What to do
Starting at the line with "pin: wispy cirrus", transcribe each line through the final one, both included, and add nothing.

Stored items from a collection:
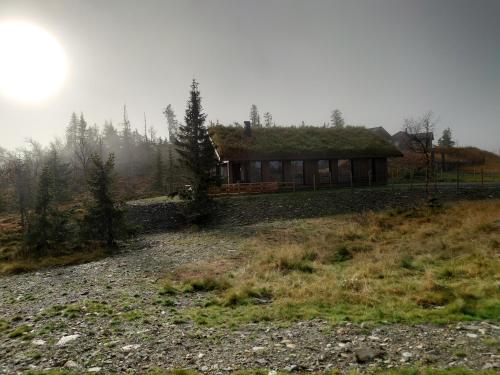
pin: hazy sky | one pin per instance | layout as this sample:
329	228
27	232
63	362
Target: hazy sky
379	61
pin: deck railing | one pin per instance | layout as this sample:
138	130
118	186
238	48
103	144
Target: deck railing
251	188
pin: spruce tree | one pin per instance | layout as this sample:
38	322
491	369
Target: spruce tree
268	120
47	227
196	153
446	140
254	116
337	119
104	220
158	177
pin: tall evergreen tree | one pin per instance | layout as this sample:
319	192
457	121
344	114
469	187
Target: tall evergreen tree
104	220
47	225
255	117
446	140
158	177
172	123
196	152
337	119
268	120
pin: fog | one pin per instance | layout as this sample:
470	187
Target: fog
377	61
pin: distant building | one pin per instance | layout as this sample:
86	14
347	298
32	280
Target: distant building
382	133
406	142
303	155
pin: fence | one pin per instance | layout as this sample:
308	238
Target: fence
398	178
458	177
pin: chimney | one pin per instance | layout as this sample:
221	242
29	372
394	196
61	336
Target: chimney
247	131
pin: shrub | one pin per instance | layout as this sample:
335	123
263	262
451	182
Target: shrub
340	254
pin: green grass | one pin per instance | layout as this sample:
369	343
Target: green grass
411	266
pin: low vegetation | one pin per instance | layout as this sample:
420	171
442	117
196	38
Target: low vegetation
425	264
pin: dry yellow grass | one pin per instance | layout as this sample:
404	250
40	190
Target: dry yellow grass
417	265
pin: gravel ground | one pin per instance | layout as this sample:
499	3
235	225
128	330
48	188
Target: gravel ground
105	317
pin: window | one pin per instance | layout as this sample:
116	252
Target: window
297	167
324	171
276	170
344	171
255	169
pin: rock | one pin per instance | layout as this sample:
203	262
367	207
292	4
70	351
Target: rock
366	354
71	364
65	339
406	356
129	348
258	348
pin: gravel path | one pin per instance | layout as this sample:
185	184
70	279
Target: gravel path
105	317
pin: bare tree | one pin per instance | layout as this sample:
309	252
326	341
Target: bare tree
420	136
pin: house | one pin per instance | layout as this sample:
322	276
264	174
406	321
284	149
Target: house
406	142
382	133
303	155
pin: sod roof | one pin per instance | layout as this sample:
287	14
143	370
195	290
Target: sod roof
299	143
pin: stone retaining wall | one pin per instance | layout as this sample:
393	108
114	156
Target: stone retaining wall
243	210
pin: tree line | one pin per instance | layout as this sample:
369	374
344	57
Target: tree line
66	194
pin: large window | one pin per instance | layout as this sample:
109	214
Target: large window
297	167
276	170
344	176
255	172
324	171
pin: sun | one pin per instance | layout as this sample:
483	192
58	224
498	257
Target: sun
33	64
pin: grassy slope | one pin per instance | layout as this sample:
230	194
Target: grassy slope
434	265
12	259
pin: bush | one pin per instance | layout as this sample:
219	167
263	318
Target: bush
340	254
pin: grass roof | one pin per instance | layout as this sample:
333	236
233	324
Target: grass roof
308	142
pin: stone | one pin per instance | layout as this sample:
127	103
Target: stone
129	348
366	354
71	364
66	339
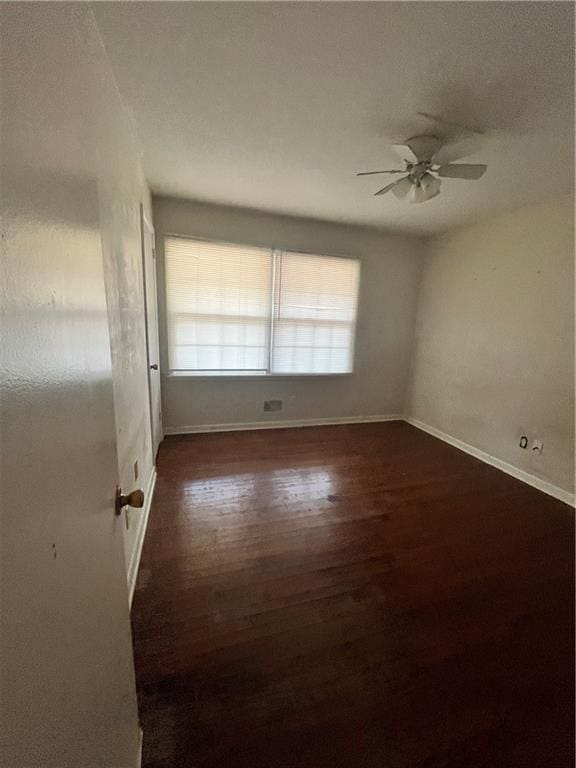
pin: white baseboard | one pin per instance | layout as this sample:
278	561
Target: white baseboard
135	560
510	469
286	424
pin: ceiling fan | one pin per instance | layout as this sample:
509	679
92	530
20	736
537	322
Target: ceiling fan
426	160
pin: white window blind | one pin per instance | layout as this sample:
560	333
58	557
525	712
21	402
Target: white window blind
242	310
314	314
218	306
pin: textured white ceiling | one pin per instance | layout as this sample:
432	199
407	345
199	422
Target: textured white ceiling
277	105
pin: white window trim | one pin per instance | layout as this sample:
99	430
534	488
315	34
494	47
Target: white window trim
253	375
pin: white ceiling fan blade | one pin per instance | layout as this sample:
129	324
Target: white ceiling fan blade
385	189
462	171
456	151
402	187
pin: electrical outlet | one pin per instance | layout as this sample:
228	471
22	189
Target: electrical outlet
273	405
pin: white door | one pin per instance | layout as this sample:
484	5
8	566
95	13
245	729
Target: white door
152	344
67	692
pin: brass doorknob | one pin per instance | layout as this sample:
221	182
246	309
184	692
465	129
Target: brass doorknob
133	499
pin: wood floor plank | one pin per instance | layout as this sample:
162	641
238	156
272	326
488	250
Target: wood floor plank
353	596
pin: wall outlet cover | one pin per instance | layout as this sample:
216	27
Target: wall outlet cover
273	405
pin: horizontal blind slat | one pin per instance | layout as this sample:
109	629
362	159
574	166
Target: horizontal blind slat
218	305
315	307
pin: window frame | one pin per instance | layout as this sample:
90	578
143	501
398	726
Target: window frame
265	374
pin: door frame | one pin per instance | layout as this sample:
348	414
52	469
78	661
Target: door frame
146	224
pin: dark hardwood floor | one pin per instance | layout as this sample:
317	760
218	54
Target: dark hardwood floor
352	597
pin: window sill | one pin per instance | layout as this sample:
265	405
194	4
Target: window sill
252	376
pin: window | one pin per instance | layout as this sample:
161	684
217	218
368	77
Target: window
240	310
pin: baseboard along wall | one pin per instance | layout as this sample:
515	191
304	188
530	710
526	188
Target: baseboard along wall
510	469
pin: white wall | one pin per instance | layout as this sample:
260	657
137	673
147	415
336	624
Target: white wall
389	280
494	349
71	185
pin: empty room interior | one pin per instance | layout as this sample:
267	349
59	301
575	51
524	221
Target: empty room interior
287	435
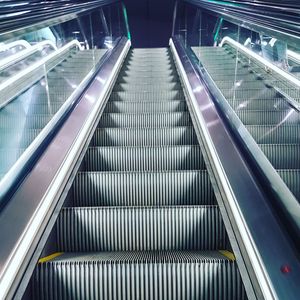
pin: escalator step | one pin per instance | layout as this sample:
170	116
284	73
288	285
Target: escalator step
146	87
140	229
147	79
264	134
292	180
145	120
147	96
145	107
139	275
144	136
138	188
144	158
148	73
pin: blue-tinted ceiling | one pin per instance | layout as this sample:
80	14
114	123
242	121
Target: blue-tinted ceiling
150	22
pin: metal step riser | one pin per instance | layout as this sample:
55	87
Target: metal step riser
139	88
140	229
144	159
148	80
149	280
142	189
145	120
283	156
146	96
144	137
138	107
275	135
143	72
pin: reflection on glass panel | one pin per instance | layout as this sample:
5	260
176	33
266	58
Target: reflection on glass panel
258	75
43	71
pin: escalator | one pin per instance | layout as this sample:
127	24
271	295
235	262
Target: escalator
256	96
141	219
23	118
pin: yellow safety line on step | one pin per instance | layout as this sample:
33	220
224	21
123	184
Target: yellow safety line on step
49	257
228	254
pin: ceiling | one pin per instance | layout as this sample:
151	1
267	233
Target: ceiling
150	22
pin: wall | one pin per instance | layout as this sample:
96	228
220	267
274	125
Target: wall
150	22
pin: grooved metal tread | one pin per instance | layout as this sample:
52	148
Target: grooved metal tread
141	257
145	136
147	96
140	275
142	205
145	107
140	228
142	188
145	119
144	158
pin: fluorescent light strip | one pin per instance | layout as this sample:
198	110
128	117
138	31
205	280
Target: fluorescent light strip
285	75
23	43
36	66
294	56
5	63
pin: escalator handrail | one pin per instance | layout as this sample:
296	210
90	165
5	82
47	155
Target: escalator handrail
22	43
10	177
41	193
294	56
261	239
34	67
285	199
286	76
7	62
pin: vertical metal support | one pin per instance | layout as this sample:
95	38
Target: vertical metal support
174	17
104	22
126	21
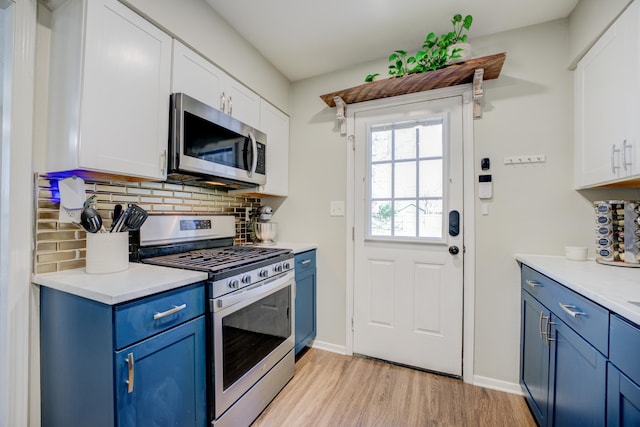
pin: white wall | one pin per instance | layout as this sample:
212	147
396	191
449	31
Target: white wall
198	25
587	22
529	110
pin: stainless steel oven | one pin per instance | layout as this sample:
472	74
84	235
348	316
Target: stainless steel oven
250	313
253	332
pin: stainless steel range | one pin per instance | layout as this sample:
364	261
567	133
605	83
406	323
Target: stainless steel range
250	314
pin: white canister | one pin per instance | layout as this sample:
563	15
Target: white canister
107	252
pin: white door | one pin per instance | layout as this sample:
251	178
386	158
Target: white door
408	277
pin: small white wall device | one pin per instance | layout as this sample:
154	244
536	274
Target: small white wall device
485	187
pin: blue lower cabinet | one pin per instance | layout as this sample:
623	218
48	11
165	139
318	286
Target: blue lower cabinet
579	372
305	311
623	400
94	372
160	381
534	363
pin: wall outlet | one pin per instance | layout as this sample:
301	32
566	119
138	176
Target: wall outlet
336	208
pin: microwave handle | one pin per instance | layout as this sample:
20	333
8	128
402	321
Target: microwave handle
254	157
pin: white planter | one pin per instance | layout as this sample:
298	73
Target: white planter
464	52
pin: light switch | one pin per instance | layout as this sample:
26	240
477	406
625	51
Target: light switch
336	208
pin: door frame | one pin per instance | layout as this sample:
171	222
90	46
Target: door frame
468	218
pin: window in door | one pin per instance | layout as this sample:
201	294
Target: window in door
406	180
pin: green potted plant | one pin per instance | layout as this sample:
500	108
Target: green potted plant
436	52
459	49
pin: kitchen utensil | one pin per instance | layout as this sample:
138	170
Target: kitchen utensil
117	211
119	225
265	232
91	220
136	217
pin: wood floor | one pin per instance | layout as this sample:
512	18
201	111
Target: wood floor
329	389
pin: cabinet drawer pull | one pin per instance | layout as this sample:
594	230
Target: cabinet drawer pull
626	164
175	309
533	283
542	316
548	337
131	373
570	310
613	159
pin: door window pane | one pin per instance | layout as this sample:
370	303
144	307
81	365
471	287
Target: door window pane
381	216
430	140
405	179
405	144
431	178
381	145
406	176
430	219
405	218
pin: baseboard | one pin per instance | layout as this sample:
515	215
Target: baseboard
513	388
321	345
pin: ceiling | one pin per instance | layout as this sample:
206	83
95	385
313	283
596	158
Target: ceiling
304	38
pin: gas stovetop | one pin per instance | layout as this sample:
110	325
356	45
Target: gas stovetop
205	243
219	259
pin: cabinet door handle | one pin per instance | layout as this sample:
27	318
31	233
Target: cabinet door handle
613	159
542	316
163	162
533	283
129	382
626	163
571	310
549	323
175	309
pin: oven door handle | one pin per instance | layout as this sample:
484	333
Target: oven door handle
254	154
251	294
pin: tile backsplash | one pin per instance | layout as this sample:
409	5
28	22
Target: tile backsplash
62	246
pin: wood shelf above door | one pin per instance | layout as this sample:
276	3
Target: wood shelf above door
451	75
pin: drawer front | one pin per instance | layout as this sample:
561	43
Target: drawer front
305	261
624	347
145	317
587	318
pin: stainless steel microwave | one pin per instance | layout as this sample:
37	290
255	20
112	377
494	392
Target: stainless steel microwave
208	146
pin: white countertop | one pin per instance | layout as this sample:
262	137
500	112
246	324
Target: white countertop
610	286
139	280
297	248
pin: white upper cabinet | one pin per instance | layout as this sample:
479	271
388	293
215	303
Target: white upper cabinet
197	77
109	91
607	106
275	124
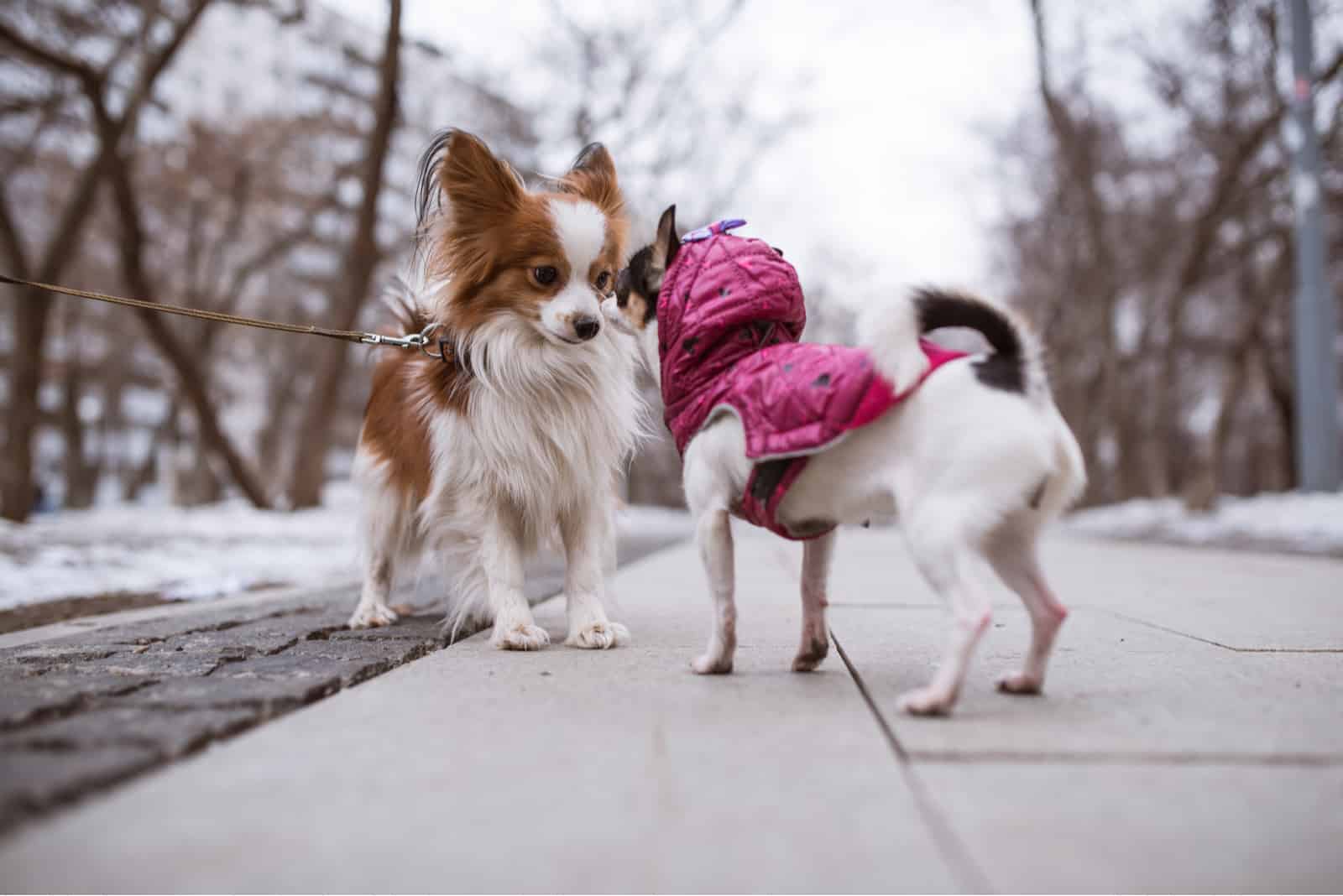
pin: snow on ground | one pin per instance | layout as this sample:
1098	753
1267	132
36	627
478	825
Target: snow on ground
1296	522
201	553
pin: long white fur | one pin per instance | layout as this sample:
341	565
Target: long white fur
547	431
973	472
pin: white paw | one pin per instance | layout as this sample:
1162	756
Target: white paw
523	636
373	616
1020	683
599	636
709	664
927	701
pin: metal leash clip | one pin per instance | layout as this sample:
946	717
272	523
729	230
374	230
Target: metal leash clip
421	341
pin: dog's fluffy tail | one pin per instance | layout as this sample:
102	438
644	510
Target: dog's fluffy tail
1014	365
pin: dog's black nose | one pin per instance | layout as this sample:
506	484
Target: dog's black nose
588	326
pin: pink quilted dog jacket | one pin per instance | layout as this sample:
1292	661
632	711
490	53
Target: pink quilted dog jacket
729	317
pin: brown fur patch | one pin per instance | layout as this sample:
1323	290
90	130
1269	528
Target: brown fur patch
395	430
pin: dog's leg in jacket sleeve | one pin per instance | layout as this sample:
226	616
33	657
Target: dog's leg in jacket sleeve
817	555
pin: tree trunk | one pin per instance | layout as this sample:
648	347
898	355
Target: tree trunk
18	488
309	467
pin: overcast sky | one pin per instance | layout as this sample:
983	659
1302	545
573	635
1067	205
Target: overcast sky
895	169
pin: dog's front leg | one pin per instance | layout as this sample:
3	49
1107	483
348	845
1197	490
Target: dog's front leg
816	571
588	535
713	533
501	555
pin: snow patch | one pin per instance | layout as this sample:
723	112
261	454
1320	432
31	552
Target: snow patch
203	553
1295	522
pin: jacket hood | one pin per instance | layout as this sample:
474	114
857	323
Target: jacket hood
723	300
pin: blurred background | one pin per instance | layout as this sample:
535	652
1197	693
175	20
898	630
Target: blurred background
1121	172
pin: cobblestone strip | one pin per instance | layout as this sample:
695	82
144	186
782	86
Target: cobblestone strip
86	711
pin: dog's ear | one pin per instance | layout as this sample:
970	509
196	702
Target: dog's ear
666	243
593	177
476	183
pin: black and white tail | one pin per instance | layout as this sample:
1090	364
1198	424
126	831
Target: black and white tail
1014	365
1016	362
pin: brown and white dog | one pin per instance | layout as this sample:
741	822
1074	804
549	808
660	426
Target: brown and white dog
523	430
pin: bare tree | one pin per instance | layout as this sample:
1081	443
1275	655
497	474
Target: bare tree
309	470
33	310
1162	268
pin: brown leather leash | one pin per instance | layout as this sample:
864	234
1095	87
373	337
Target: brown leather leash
422	340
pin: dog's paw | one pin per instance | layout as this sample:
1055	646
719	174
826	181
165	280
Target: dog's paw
927	701
1020	683
523	636
810	656
599	636
373	616
709	664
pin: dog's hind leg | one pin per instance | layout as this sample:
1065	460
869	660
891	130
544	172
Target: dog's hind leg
817	555
1014	557
713	534
946	550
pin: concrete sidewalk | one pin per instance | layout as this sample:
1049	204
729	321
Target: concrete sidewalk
1192	739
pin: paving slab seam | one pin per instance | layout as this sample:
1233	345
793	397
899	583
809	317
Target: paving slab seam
1204	640
1011	757
954	851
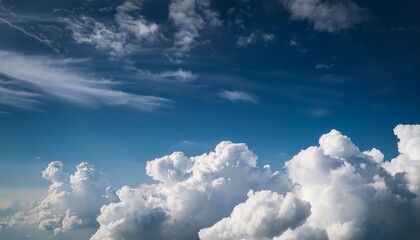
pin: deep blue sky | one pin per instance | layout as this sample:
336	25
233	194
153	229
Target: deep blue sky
253	72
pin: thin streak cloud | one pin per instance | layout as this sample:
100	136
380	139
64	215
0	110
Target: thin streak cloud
54	77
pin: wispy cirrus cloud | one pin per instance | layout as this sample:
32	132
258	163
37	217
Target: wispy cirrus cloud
237	96
35	76
189	18
179	76
254	37
325	16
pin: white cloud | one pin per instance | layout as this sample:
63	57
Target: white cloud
54	77
324	66
350	193
237	96
268	38
324	15
264	215
191	193
41	38
189	18
130	32
408	160
244	41
73	201
329	191
254	37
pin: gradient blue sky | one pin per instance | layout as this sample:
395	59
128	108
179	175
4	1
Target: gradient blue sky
78	82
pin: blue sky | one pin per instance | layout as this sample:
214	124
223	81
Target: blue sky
119	83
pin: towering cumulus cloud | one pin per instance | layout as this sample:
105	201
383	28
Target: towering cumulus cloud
73	201
330	191
191	193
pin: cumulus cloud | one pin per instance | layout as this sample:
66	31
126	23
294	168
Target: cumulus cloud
191	193
329	191
124	37
237	96
189	18
73	201
409	159
31	77
244	41
351	195
324	15
263	215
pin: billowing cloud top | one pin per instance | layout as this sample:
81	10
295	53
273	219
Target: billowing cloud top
330	191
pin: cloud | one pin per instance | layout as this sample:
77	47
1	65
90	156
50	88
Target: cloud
237	96
189	18
191	193
328	191
263	215
324	66
32	76
130	32
41	39
73	201
325	16
244	41
254	37
351	195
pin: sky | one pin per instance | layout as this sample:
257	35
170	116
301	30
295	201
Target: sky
120	83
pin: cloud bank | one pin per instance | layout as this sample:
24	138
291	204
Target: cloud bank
73	201
329	191
328	16
27	79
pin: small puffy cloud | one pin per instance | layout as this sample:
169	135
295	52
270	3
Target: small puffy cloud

Answer
pin: wispy cirrus cloud | one pin per instance | layout as this sample:
32	132
258	163
37	217
Target: wispy cirrus cloud
237	96
35	76
189	18
179	76
254	37
325	16
pin: white cloud | one pin per instance | layout as this sample:
63	57
Target: white cloud
54	77
324	66
350	193
237	96
268	38
324	15
264	215
191	193
41	38
189	18
130	32
408	160
244	41
73	201
329	191
254	37
pin: gradient blue sky | one pin per instance | layout as this sample:
395	59
128	108
179	175
4	1
Target: gradient blue sky
78	82
pin: blue sky | one pin per instance | layout as this sample:
214	124
223	81
Target: blue sky
119	83
pin: towering cumulus cloud | one pin per instance | layout as this sample:
105	201
383	28
Target: towering cumulus cloud
73	201
330	191
191	193
pin: cumulus cloud | one pin per instance | layout as this sample:
66	31
126	23
294	168
Target: cumulus cloud
191	193
329	191
124	37
237	96
189	18
73	201
409	159
31	77
244	41
351	195
324	15
263	215
pin: billowing cloud top | one pin per instance | layout as this sample:
81	10
295	53
273	219
Target: billowing cloud top
330	191
pin: cloud | one pin per instance | layout as this sample:
77	47
1	65
90	156
50	88
Target: cloud
237	96
189	18
191	193
328	191
263	215
324	66
32	76
130	32
41	39
73	201
325	16
244	41
254	37
351	195
pin: sky | one pin per instance | layout as this sample:
257	35
170	116
301	30
295	201
Target: sky
120	83
pin: cloud bank | one pin per instance | layout as this sample:
24	138
291	204
Target: cloud bank
73	201
329	191
328	16
27	79
pin: small puffy cloud | one pin per instance | layout as this sample:
169	135
295	52
270	3
Target: small puffy cloud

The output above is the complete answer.